* _TAREFA_
Transcreva na íntegra o texto sobre Zé do Caixão, sem alterar nenhuma palavra nem a pontuação.

* _TEXTO DE LEITURA_

HORA
DO TERROR
Ele é, certamente,
um dos nomes mais conhecidos da TV e do cinema brasileiros. José
Mojica Marins, ou, melhor, Zé do Caixão, é um daqueles
casos em que criador e criatura confundem-se no imaginário do público.
É verdade que algumas características suas colaboram para
a confusão - um exemplo é a marca registrada das imensas
unhas. Mojica nasceu em São Paulo em 1936. Seu primeiro filme de
terror, À Meia-Noite Levarei Sua Alma (1964), marcou o cinema na
década de 60. Nele interpretava o assustador agente funerário
de garras e capa preta. Único nome no gênero do cinema nacional,
Zé do Caixão estendeu sua popularidade para a TV, com programas
como o Cine Trash, na TV Bandeirantes, em meados dos anos 90. Para os
fãs, a boa nova é que ele está prestes a rodar A
Encarnação do Demônio, obra que encerra a trilogia
iniciada com À Meia-Noite e seguida por Esta Noite Encarnarei no
Teu Cadáver (1967). O cineasta tem outro bom motivo para comemorar.
Em homenagem a seus 70 anos, o Sesc Santo André preparou uma grande
programação, chamada As 70 Almas do Zé do Caixão,
que segue em cartaz até 15 de outubro, composta de exposição,
oficina de contos de terror e show. Uma das atividades que mais chamam
a atenção no evento são as rodas de histórias
para crianças. Leia a seguir os melhores trechos do depoimento,
concedido com exclusividade à Revista E em seu escritório
no Centro de São Paulo.
Planos sinistros
No momento estou juntando toda a minha força para fazer o maior
projeto da minha vida, que é o filme A Encarnação
do Demônio. Estou nesse meio desde os anos 50. Nessa época
ainda não era o Zé do Caixão, mas já tinha
feito coisas inéditas. Fiz o primeiro cinemascope brasileiro, A
Sina do Aventureiro [de 1958], uma espécie de bangue-bangue tupiniquim.

* _BLOCO DE DADOS_
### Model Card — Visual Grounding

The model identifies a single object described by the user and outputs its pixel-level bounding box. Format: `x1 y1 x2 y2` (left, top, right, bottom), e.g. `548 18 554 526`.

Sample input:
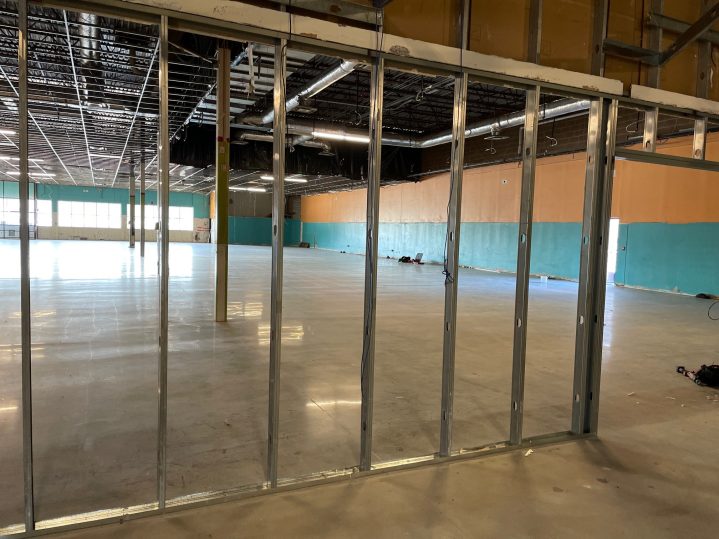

* _RESPOSTA_
HORA
DO TERROR
Ele é, certamente,
um dos nomes mais conhecidos da TV e do cinema brasileiros. José
Mojica Marins, ou, melhor, Zé do Caixão, é um daqueles
casos em que criador e criatura confundem-se no imaginário do público.
É verdade que algumas características suas colaboram para
a confusão - um exemplo é a marca registrada das imensas
unhas. Mojica nasceu em São Paulo em 1936. Seu primeiro filme de
terror, À Meia-Noite Levarei Sua Alma (1964), marcou o cinema na
década de 60. Nele interpretava o assustador agente funerário
de garras e capa preta. Único nome no gênero do cinema nacional,
Zé do Caixão estendeu sua popularidade para a TV, com programas
como o Cine Trash, na TV Bandeirantes, em meados dos anos 90. Para os
fãs, a boa nova é que ele está prestes a rodar A
Encarnação do Demônio, obra que encerra a trilogia
iniciada com À Meia-Noite e seguida por Esta Noite Encarnarei no
Teu Cadáver (1967). O cineasta tem outro bom motivo para comemorar.
Em homenagem a seus 70 anos, o Sesc Santo André preparou uma grande
programação, chamada As 70 Almas do Zé do Caixão,
que segue em cartaz até 15 de outubro, composta de exposição,
oficina de contos de terror e show. Uma das atividades que mais chamam
a atenção no evento são as rodas de histórias
para crianças. Leia a seguir os melhores trechos do depoimento,
concedido com exclusividade à Revista E em seu escritório
no Centro de São Paulo.
Planos sinistros
No momento estou juntando toda a minha força para fazer o maior
projeto da minha vida, que é o filme A Encarnação
do Demônio. Estou nesse meio desde os anos 50. Nessa época
ainda não era o Zé do Caixão, mas já tinha
feito coisas inéditas. Fiz o primeiro cinemascope brasileiro, A
Sina do Aventureiro [de 1958], uma espécie de bangue-bangue tupiniquim.